(Stored entries)

%%

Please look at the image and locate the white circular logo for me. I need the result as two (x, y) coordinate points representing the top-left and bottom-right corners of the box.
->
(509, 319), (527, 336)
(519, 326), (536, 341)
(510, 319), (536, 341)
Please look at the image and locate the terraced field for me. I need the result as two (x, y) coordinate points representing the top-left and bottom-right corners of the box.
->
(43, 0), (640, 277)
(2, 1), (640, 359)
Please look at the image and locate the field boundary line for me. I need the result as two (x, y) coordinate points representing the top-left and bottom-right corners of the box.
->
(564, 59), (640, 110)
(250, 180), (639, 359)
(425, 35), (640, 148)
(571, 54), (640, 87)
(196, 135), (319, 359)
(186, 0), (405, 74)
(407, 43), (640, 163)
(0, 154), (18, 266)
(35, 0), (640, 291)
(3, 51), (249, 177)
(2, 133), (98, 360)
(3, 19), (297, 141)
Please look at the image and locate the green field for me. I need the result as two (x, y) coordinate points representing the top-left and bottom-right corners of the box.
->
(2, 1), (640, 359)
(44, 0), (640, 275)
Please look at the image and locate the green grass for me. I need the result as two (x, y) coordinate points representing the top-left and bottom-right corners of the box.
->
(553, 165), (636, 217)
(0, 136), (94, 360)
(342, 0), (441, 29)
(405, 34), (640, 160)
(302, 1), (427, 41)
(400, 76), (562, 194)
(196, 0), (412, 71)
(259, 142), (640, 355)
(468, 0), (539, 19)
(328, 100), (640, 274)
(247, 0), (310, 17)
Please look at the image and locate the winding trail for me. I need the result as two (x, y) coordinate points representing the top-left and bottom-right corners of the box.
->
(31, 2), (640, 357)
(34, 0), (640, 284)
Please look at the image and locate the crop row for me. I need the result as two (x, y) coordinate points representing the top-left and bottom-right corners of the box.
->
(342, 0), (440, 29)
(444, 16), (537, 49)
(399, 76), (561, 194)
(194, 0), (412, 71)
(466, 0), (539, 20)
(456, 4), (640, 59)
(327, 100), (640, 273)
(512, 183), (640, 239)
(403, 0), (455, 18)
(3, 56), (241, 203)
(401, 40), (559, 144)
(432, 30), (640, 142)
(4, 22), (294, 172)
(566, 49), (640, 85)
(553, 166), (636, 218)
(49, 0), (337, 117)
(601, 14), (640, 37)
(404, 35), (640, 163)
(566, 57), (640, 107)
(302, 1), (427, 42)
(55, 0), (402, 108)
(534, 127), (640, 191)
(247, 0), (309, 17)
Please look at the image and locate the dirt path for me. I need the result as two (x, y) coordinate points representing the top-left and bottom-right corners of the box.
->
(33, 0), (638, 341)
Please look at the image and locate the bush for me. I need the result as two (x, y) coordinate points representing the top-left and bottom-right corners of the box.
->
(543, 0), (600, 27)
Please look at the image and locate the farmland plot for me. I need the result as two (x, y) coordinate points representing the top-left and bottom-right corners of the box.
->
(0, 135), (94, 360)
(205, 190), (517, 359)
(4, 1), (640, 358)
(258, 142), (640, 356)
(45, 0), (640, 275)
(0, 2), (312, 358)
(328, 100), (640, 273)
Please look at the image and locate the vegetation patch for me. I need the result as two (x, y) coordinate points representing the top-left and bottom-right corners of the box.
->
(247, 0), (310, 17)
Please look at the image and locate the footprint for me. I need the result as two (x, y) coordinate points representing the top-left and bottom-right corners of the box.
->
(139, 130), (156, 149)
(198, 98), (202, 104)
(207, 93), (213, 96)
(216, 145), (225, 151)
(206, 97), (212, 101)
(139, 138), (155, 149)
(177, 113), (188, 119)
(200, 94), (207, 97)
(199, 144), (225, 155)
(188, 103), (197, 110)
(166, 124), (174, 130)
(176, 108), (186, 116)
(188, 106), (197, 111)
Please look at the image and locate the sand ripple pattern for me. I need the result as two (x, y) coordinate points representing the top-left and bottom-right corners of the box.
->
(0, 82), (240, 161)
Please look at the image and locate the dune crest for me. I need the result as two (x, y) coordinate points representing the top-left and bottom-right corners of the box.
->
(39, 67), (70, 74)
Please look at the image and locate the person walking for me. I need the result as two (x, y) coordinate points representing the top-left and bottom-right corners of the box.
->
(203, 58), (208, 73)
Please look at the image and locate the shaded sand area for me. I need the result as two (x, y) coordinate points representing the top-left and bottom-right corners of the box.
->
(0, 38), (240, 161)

%%

Exercise brief: The records given above are to be repeated in full, exactly.

Result of the task:
Please look at the image and locate the white circular logo for me. I need the result as two (x, y) coordinate points representing the top-left and bottom-right corners of the box.
->
(509, 319), (527, 336)
(519, 326), (536, 341)
(510, 319), (536, 341)
Please look at the image and locate the terraced field for me. I need the result as two (x, y) coordinate points representing the top-left and bottom-right corners of the box.
->
(43, 0), (640, 277)
(2, 1), (640, 359)
Please look at the image and locate the field boundary line for me. I need the result as two (x, y) coordinate points representing the top-left and bottom-right corners of the box.
->
(564, 59), (640, 110)
(250, 180), (639, 359)
(425, 35), (640, 148)
(571, 54), (640, 87)
(196, 135), (319, 359)
(186, 0), (405, 74)
(407, 43), (640, 163)
(0, 154), (18, 266)
(35, 0), (640, 291)
(3, 51), (249, 177)
(2, 133), (98, 360)
(3, 19), (297, 141)
Please look at the image and locate the green field for me. I need the result as two (x, y) coordinate points representing the top-left and bottom-right corners of the box.
->
(2, 1), (640, 359)
(44, 0), (640, 275)
Please look at the image and locate the green grass for me. I need the result as two (x, y) coordinate points representing the top-left and bottom-right corners of the box.
->
(553, 165), (636, 217)
(0, 136), (94, 360)
(342, 0), (441, 29)
(405, 34), (640, 160)
(302, 1), (427, 41)
(400, 76), (562, 194)
(196, 0), (412, 71)
(259, 142), (640, 355)
(468, 0), (539, 19)
(328, 100), (640, 274)
(247, 0), (310, 17)
Please look at the image and locate the winding trail for me. I need the result as two (x, y) coordinate points representing the top-left and bottom-right corners of the box.
->
(31, 2), (640, 357)
(34, 0), (640, 284)
Please look at the image and locate the crop row for me. I need the result as two (x, y) coordinate points representing the top-left and bottom-right corners of the box.
->
(342, 0), (440, 29)
(444, 16), (537, 49)
(399, 76), (561, 194)
(194, 0), (412, 71)
(466, 0), (539, 20)
(456, 4), (640, 59)
(327, 100), (640, 273)
(512, 183), (640, 239)
(403, 0), (455, 18)
(3, 56), (241, 203)
(401, 40), (559, 144)
(432, 30), (640, 142)
(4, 22), (294, 172)
(566, 49), (640, 85)
(553, 166), (636, 218)
(49, 0), (337, 117)
(601, 14), (640, 37)
(404, 35), (640, 163)
(566, 57), (640, 107)
(302, 1), (427, 42)
(55, 0), (402, 108)
(534, 127), (640, 191)
(247, 0), (309, 17)
Please look at the image and locate the dirt path for me. I need the result as two (x, y) coordinate points representing the top-left and bottom-right corners of the box.
->
(33, 0), (638, 341)
Please look at the image and locate the bush for me. I need the result as two (x, y) coordinate points representing the top-left and bottom-right corners of the box.
->
(543, 0), (600, 27)
Please look at the image and locate the farmland plot for me. I need the result as two (x, y) coordinate points representing the top-left and bottom-right corners of the box.
->
(0, 135), (94, 360)
(205, 190), (517, 359)
(4, 1), (640, 358)
(258, 142), (640, 356)
(45, 0), (640, 275)
(0, 2), (312, 358)
(328, 100), (640, 273)
Please look at the image and locate the vegetation patch for me. I need the result as two (x, y) coordinate points representing the top-left and bottom-right corners of the box.
->
(247, 0), (310, 17)
Please look at the image and locate the footprint for me. I need the result as two (x, y) coordinate points representing the top-left and bottom-right corners of the box.
->
(139, 130), (156, 149)
(198, 98), (202, 104)
(207, 93), (213, 96)
(216, 145), (225, 151)
(206, 97), (212, 101)
(139, 138), (155, 149)
(177, 113), (188, 119)
(200, 94), (207, 97)
(199, 144), (225, 155)
(188, 103), (197, 110)
(166, 124), (174, 130)
(176, 108), (186, 116)
(188, 106), (197, 111)
Please look at the image and locate the sand ripple pattern for me. I need the result as two (x, y) coordinate points representing the top-left and bottom-right corners of the box.
->
(0, 82), (240, 161)
Please look at the image and locate the dune crest for me. I need the result as two (x, y) coordinate points representing the top-left and bottom-right corners of the box.
->
(39, 67), (70, 74)
Please look at the image and locate the person walking for me. I need the result as two (x, y) coordinate points representing the top-left and bottom-right corners of the box.
->
(203, 58), (208, 73)
Please look at the image and locate the shaded sand area for me. I need the result as two (x, y) coordinate points representing the top-left and bottom-right corners of the box.
->
(0, 38), (240, 161)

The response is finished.